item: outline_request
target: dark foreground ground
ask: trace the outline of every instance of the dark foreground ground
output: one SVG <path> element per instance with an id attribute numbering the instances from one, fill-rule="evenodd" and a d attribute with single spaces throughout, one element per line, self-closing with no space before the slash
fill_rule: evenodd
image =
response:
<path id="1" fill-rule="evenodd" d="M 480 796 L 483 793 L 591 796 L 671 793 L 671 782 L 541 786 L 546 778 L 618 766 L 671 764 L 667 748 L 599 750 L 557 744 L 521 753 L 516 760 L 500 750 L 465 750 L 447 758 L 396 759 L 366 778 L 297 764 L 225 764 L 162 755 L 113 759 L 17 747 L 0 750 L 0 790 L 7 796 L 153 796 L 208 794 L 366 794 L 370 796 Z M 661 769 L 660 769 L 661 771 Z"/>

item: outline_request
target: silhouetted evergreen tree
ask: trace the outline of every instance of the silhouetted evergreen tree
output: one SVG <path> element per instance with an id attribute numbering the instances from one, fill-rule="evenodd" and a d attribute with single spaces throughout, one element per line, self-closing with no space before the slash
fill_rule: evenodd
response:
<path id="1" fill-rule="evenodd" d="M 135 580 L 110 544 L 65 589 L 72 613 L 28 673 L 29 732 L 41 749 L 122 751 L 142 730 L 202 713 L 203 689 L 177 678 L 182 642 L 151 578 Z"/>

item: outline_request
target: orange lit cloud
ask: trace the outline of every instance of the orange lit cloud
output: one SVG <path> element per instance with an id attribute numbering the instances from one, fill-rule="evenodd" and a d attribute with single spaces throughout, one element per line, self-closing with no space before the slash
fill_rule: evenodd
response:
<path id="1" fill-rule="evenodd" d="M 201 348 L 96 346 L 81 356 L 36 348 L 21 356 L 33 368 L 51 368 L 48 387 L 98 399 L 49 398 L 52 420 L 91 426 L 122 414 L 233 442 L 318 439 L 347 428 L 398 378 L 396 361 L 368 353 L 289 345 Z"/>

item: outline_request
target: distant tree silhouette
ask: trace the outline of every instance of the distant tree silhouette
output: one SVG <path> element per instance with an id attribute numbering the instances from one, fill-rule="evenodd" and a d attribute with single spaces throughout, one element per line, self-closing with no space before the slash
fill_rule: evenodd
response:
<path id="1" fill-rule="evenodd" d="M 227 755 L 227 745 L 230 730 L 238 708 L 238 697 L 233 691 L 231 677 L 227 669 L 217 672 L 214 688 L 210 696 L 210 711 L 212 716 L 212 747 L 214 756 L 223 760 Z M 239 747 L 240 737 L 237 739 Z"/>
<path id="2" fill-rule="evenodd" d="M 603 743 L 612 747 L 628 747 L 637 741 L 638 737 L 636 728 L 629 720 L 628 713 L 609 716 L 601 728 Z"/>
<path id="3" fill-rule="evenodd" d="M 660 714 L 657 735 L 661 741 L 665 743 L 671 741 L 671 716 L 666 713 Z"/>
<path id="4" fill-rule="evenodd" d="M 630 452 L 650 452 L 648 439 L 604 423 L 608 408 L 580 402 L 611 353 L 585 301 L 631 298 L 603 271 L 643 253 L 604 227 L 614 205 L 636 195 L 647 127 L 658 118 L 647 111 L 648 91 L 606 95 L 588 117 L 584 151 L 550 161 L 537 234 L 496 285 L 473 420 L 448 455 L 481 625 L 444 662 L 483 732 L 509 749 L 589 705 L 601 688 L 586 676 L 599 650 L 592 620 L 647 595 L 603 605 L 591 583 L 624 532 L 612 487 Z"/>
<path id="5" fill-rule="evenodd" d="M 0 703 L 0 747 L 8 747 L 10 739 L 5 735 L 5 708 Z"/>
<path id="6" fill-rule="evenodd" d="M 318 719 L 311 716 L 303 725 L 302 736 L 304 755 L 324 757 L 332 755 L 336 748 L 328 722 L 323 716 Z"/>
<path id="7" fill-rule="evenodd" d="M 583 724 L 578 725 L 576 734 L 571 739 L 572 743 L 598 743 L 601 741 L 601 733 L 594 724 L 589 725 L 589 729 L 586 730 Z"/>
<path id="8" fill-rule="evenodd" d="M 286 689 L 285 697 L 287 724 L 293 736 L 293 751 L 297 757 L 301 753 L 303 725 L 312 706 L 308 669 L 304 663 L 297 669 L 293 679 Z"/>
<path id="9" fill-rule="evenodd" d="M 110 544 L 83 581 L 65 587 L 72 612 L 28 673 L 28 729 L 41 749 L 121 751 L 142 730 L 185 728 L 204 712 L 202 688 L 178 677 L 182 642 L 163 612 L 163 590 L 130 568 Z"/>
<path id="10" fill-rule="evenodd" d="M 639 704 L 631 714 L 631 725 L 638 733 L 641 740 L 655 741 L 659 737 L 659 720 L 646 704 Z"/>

####

* _EXERCISE DIRECTIONS_
Extract from the records above every line that contains the word "ground", and reproduce each one unchanged.

* _FINISHED EXERCISE_
target: dark foreground ground
ask: trace the outline of every instance of the dark foreground ground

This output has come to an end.